# 2 router hinternander schalten



## fabphp (22. März 2005)

halle,
ich habe das vergnügen in unserem haus wlan zu installieren. nun habe ich einen router der ans modem angeschlossen ist und von diesen noch ein wlan-router abgeht. nun wollt ich fragen wie ich die einstellungen der beiden machen muss. sprich eigentlich nur die einstellungen dür den wlanrouter denn der ander läuft ja einwandfrei mit dhcp.
der 2. router soll also nur für wlan zuständig sein.
vielen dank schon mal im vorraus


----------



## generador (23. März 2005)

Du musst dem WLAN Router sagen das der Standartgateway der erste Router ist also z.B. 192.168.0.1 und am besten ne feste IP zuweisen die im selben Subnet liegt (hier 192.168.0.222 z.B.)
Unter Verbindung
Bei meinem Router kann ich einstellen das meine Verbindung keine daten benötigt (Am besten in der Anleitung kucken da steht das drinne)


----------



## uemit1981 (23. März 2005)

Das ist ganz einfach. Du nimmst beim W-Lan Router die einstellungen für DHCP usw raus. Dann versetzt du die beiden Netzwerkgeräte in einen IP-Kreis z.B. Router: 192.168.0.1 W-Lan Router: 192.168.0.2
 Das wars schon. Habe das selbe hier zuhause und es läuft. Habe mir es aber bissel schwieriger gemacht. Ich router mein W-Lan. Aber das brauchst du nicht. Das da oben geht ohne probleme.

■ **Bereitgestellte Daten**

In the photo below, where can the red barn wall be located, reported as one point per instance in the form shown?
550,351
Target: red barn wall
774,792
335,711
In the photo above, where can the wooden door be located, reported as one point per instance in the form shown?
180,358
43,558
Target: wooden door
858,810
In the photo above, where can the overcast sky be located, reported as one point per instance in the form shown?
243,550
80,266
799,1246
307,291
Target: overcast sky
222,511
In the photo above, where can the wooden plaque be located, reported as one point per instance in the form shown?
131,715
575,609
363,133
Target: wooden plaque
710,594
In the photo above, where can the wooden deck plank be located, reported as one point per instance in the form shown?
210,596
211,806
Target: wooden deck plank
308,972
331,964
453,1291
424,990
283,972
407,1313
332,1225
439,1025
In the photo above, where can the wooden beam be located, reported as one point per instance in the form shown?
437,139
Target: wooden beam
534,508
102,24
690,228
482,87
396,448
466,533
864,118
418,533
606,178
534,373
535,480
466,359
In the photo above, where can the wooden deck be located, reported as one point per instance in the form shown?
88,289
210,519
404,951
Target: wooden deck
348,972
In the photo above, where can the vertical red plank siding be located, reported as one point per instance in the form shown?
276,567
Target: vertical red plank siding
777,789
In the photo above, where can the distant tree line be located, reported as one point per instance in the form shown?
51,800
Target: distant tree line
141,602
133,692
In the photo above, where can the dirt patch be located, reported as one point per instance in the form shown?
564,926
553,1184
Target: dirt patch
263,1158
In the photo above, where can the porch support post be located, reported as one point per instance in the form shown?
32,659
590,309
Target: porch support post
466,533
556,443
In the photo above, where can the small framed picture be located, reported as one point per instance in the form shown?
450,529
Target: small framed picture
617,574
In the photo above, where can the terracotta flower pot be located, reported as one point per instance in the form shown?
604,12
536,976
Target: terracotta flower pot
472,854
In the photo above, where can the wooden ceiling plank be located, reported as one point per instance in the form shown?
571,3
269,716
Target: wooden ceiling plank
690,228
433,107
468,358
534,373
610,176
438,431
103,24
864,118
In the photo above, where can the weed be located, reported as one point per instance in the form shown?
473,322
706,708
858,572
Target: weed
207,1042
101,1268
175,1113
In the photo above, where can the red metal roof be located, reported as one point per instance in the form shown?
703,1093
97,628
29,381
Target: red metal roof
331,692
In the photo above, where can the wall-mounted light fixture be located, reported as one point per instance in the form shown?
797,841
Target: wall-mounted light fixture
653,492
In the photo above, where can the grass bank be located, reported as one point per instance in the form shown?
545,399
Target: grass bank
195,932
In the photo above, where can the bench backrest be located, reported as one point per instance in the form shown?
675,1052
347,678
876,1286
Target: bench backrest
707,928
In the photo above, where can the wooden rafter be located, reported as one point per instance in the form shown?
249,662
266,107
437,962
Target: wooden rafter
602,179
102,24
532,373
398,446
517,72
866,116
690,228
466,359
--
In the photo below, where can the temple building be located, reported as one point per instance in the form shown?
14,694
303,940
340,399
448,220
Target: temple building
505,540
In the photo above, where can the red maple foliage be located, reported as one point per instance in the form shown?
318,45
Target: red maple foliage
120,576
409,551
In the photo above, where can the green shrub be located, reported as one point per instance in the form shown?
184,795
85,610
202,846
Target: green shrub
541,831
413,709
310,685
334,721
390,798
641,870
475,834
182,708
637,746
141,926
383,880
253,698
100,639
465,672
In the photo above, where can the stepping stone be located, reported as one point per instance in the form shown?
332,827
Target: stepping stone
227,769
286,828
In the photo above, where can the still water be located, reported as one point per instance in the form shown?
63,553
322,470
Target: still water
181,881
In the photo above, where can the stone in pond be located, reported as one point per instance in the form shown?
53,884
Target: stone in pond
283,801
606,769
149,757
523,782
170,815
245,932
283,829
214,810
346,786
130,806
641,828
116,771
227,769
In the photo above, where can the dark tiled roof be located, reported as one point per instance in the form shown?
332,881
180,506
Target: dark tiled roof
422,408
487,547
...
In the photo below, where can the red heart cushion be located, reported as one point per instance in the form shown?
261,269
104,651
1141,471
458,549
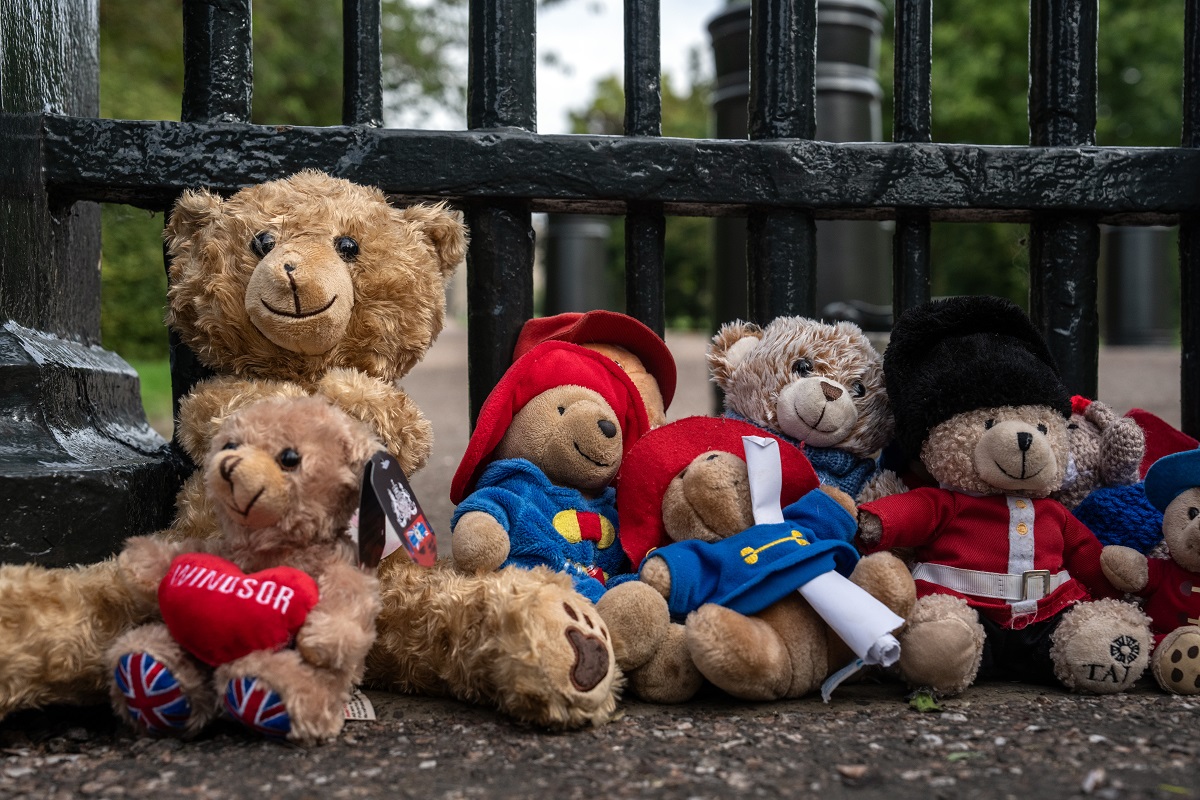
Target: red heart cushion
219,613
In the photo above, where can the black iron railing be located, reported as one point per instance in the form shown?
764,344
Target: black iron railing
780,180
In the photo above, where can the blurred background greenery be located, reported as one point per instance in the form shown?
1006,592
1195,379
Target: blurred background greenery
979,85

■ **Aufgaben**
A. Beantworte zum Forumsthread über zwei hintereinander geschaltete Router die folgenden Fragen:
(i) Womit läuft laut fabphp der erste Router einwandfrei?
(ii) Welche feste IP-Adresse nennt generador als Beispiel für den WLAN-Router?
(iii) Welche IP-Adresse schlägt uemit1981 für den W-Lan Router vor?
B. Schreibe den Forumsthread über zwei hintereinander geschaltete Router nach dem letzten Satz weiter.

■ **Ergebnisse**
A.
(i) Mit DHCP.
(ii) 192.168.0.222
(iii) 192.168.0.2

B.
----------



## fabphp (24. März 2005)

hi, danke für die antworten
so habe ich es auch gemacht. 
erster router (dhcp) hat die 192.168.123.254 im subnet 255.255.255.255 und der wlan-router (statisch) hat die 192.168.123.253 im geichen subnet. dem wlan-router habe ich als standard gateway die ip des ersten routers gegeben. soweit wie ihr es beschrieben habt. ich kann den den ersten router auch pingen aber ich bekommen keine verbindung ins internet. liegt das vielleicht an den dns einstellungen oder so? ich kann auch nicht übers wlan an die router-konfiguration des ersten routers.
zudem kann ich noch wan adressen beim wlan-router einstellen. brauch ich das oder kann ich das auf 0 stellen?

kurz noch zur technischen seite: kabel vom modem in wan eingang des ersten routers (d-link) und von einem ausgang kabel zum wan eingang vom wlan-router (sitecom). brauch ich da evtl. ein cross-overkabel? habe so was gelesen.

ich weiss echt nicht wo da der fehler sein soll.


----------



## uemit1981 (24. März 2005)

Wieso sind denn deine Router im Klasse-D Netz?(255.255.255.255)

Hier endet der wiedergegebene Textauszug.